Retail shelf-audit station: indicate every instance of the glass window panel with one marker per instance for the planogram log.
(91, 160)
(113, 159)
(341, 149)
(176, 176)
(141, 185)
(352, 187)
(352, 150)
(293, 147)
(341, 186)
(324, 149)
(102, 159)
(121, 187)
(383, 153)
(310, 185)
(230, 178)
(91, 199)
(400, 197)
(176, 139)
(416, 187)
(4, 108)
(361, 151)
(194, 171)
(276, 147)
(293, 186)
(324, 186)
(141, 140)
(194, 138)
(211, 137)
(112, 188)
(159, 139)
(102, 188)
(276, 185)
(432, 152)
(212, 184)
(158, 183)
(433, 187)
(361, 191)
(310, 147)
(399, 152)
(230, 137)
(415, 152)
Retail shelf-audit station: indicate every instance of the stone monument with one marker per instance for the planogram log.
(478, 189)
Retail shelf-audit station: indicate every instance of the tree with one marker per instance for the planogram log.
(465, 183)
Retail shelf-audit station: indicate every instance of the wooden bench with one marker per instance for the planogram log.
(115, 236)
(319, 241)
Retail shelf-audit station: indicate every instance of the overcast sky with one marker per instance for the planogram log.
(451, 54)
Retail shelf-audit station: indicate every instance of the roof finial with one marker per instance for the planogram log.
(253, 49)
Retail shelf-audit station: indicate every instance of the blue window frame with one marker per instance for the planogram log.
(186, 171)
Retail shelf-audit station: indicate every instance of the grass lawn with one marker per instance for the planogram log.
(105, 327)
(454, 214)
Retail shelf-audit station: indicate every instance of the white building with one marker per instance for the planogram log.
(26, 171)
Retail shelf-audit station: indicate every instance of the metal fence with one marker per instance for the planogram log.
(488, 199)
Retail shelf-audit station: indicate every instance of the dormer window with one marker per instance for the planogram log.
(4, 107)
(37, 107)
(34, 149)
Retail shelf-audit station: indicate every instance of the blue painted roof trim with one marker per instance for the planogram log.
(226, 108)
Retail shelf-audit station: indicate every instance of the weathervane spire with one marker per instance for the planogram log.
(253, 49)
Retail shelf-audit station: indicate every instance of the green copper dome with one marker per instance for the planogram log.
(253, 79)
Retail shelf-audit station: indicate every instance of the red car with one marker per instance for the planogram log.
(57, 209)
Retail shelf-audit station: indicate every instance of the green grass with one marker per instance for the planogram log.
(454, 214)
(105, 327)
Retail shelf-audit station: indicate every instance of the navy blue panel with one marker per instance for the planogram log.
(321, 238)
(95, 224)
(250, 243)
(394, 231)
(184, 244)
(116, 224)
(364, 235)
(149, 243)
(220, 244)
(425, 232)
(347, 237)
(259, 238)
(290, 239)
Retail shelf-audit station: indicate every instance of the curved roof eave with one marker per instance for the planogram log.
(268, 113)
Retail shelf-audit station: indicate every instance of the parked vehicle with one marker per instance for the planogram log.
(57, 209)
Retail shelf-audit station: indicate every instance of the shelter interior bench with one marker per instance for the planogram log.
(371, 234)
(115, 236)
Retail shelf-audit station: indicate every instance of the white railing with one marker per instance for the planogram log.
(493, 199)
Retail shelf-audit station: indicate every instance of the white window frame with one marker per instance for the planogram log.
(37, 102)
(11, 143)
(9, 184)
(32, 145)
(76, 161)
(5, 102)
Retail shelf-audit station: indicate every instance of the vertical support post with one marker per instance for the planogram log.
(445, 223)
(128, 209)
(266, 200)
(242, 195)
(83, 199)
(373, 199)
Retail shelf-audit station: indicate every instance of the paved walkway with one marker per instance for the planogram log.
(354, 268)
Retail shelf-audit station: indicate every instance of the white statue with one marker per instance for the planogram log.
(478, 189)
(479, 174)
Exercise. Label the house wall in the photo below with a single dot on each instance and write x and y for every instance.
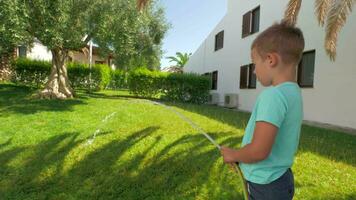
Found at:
(331, 100)
(39, 52)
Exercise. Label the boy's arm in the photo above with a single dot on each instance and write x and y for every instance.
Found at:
(259, 148)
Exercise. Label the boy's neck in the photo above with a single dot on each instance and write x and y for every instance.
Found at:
(285, 74)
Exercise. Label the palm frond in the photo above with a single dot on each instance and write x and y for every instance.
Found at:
(291, 13)
(336, 20)
(321, 10)
(141, 4)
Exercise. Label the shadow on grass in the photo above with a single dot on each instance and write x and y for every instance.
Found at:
(136, 167)
(330, 144)
(17, 99)
(333, 145)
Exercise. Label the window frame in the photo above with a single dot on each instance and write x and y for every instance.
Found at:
(300, 70)
(219, 40)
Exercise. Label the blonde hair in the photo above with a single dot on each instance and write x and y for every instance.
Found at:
(286, 40)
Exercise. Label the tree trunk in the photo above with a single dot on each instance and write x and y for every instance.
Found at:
(5, 65)
(58, 85)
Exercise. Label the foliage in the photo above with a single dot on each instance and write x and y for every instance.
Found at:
(180, 59)
(35, 73)
(173, 87)
(145, 151)
(330, 13)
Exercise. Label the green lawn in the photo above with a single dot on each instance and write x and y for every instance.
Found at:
(144, 151)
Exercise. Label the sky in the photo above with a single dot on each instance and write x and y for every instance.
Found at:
(191, 22)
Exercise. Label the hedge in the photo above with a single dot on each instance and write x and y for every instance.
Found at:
(186, 87)
(35, 73)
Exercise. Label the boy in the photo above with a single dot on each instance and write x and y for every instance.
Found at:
(272, 133)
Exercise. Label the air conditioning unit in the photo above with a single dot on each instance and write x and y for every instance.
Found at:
(231, 100)
(213, 98)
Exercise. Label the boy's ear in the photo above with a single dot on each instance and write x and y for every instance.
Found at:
(272, 59)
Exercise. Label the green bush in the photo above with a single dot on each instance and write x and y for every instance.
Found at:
(145, 83)
(35, 73)
(118, 80)
(192, 88)
(187, 87)
(31, 72)
(79, 76)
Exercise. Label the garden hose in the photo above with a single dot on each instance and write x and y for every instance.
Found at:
(198, 128)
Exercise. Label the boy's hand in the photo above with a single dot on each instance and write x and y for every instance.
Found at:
(228, 154)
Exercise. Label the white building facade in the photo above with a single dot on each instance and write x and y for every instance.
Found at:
(328, 88)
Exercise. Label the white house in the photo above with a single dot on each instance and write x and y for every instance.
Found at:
(328, 88)
(40, 52)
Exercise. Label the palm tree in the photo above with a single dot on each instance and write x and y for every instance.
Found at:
(330, 13)
(180, 59)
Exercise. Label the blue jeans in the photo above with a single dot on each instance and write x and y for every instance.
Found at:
(280, 189)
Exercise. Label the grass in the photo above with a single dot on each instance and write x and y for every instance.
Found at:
(144, 151)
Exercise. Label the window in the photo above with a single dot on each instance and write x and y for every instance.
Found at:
(247, 77)
(243, 77)
(99, 62)
(255, 20)
(22, 51)
(251, 22)
(251, 77)
(219, 40)
(306, 69)
(214, 78)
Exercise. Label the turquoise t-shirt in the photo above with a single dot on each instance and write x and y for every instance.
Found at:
(281, 106)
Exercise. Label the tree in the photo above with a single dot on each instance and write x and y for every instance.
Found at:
(330, 13)
(12, 33)
(180, 59)
(136, 37)
(60, 25)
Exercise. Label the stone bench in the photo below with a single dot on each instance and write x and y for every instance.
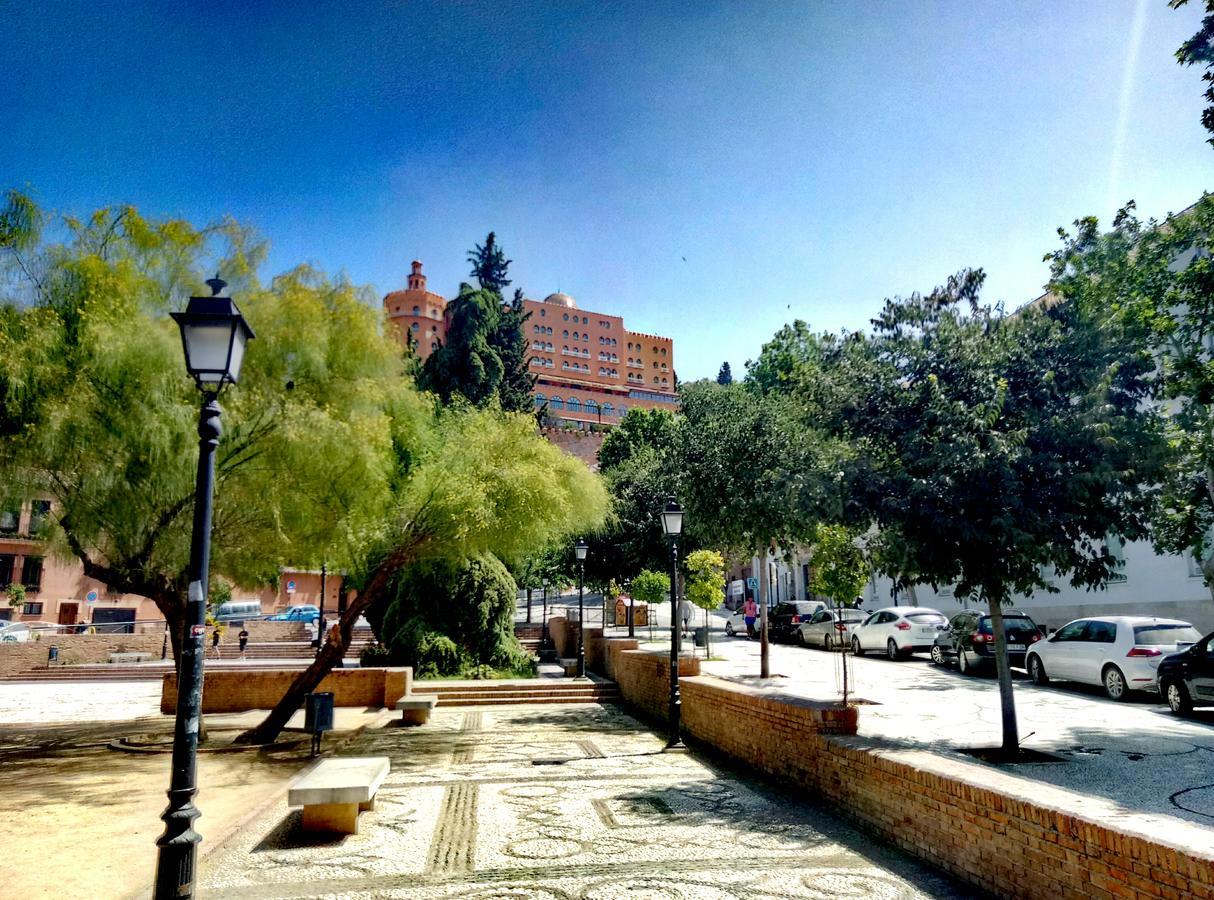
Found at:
(415, 709)
(130, 657)
(334, 791)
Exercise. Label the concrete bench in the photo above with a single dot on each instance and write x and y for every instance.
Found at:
(334, 791)
(130, 657)
(415, 709)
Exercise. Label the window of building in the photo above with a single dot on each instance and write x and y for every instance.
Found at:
(32, 573)
(39, 513)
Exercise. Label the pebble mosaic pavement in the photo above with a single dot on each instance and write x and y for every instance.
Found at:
(562, 803)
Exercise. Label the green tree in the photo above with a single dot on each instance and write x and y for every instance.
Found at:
(651, 587)
(98, 415)
(991, 448)
(652, 429)
(839, 569)
(1156, 281)
(1200, 50)
(483, 482)
(467, 366)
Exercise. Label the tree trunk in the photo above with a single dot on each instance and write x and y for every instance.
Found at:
(333, 650)
(764, 590)
(1007, 698)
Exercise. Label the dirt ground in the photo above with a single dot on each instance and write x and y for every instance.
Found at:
(79, 819)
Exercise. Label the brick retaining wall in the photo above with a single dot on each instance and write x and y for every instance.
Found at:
(969, 819)
(75, 649)
(237, 691)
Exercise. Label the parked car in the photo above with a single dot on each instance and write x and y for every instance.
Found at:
(296, 613)
(898, 630)
(1119, 654)
(969, 640)
(784, 620)
(15, 633)
(829, 629)
(1186, 679)
(238, 610)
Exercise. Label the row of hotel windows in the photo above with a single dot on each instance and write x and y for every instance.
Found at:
(576, 406)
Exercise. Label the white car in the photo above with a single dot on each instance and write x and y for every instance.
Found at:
(830, 629)
(13, 632)
(898, 630)
(1116, 652)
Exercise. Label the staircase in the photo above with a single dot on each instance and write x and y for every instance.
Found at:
(545, 690)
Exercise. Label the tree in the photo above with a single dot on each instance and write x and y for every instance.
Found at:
(467, 366)
(98, 415)
(755, 473)
(651, 587)
(991, 448)
(1157, 281)
(653, 429)
(1200, 49)
(483, 481)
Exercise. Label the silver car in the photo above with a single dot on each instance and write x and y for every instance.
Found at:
(829, 629)
(1116, 652)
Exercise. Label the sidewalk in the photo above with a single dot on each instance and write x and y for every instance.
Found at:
(78, 819)
(555, 803)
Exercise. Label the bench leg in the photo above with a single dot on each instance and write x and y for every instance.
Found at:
(336, 818)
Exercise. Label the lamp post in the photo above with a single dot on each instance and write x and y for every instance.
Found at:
(579, 550)
(631, 607)
(671, 524)
(214, 335)
(543, 630)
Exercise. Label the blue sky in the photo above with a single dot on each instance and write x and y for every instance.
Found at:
(707, 170)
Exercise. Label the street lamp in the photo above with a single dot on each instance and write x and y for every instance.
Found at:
(213, 335)
(580, 550)
(671, 524)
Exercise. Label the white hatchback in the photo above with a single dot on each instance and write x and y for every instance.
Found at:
(898, 630)
(1116, 652)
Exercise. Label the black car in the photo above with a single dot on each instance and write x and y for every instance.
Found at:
(1186, 679)
(969, 639)
(784, 620)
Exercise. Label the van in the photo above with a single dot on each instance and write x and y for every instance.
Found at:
(238, 610)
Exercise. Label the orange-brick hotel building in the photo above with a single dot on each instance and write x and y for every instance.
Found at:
(589, 368)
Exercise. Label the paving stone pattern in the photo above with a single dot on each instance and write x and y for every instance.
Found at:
(562, 803)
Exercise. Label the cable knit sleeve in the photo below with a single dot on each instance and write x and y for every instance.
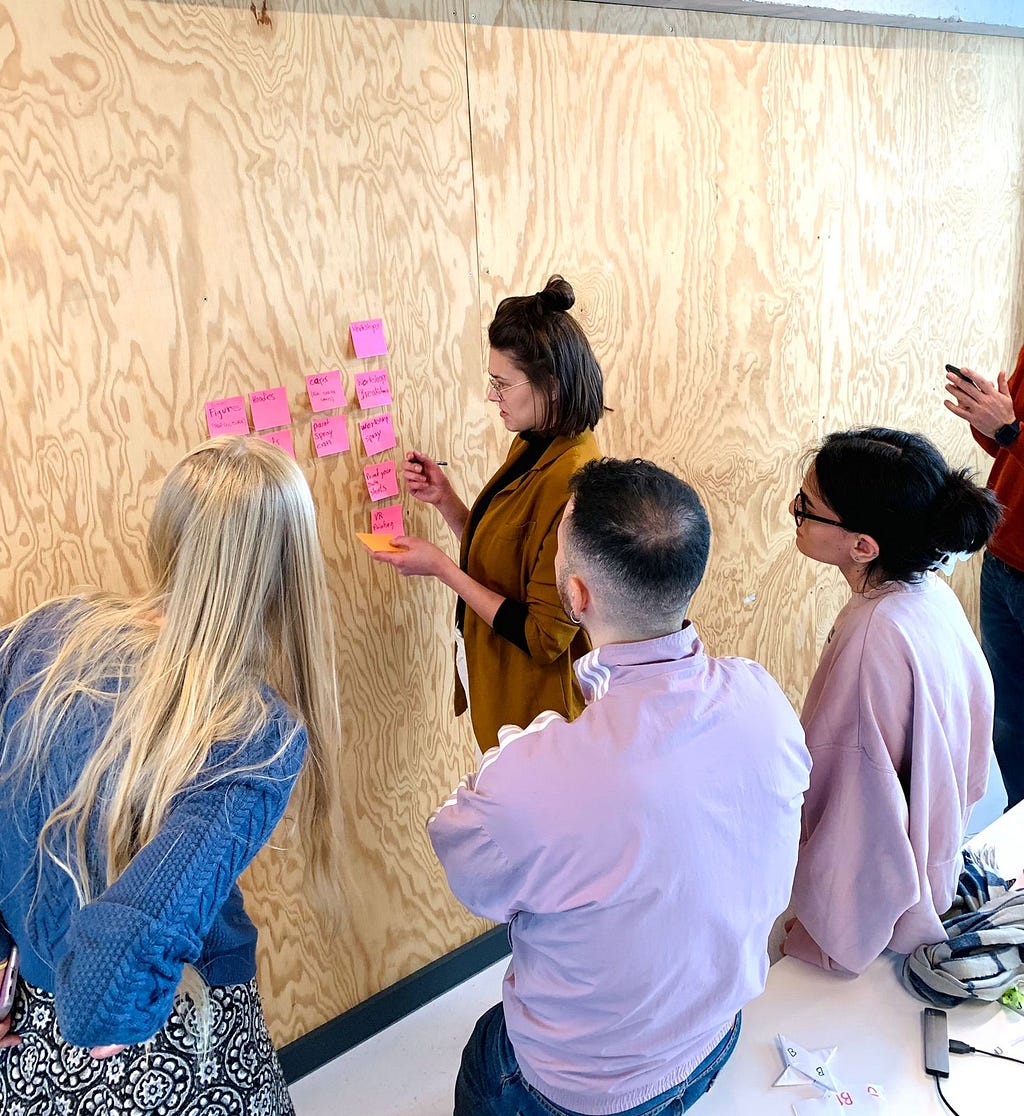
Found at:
(124, 952)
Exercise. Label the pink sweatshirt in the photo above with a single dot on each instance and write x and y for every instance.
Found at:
(898, 721)
(641, 854)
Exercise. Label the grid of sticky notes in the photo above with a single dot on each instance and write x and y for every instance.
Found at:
(377, 431)
(269, 415)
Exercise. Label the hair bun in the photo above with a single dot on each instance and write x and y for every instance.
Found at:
(558, 295)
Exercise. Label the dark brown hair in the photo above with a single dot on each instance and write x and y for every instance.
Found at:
(897, 488)
(551, 349)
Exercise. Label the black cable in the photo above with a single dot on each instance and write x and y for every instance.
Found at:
(938, 1085)
(957, 1047)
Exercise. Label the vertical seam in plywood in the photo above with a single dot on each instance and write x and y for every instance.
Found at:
(465, 32)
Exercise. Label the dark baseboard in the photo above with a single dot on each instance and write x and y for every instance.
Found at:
(366, 1019)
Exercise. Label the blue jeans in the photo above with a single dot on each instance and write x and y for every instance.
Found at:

==*==

Stated problem:
Quote the lines of the listing above that run from the line with "Exercise. Label the black cable" through its last line, both included, and nothing else.

Answer to the problem:
Exercise. Label the black cable in the photo above with a single dot on each instance and write x and y for every instance.
Found at:
(938, 1085)
(957, 1047)
Exercise. Label the vertical seam in plywood in the photo above with a single dot on each instance and write x and y for every instance.
Found at:
(465, 32)
Exercise. Label the dark baseboard in the photo above with a single dot on each instance and write x and y for every instance.
Found at:
(366, 1019)
Exercise. Label the blue jeans in the photo above with a single dot on each instance and write x and y for every instance.
Found at:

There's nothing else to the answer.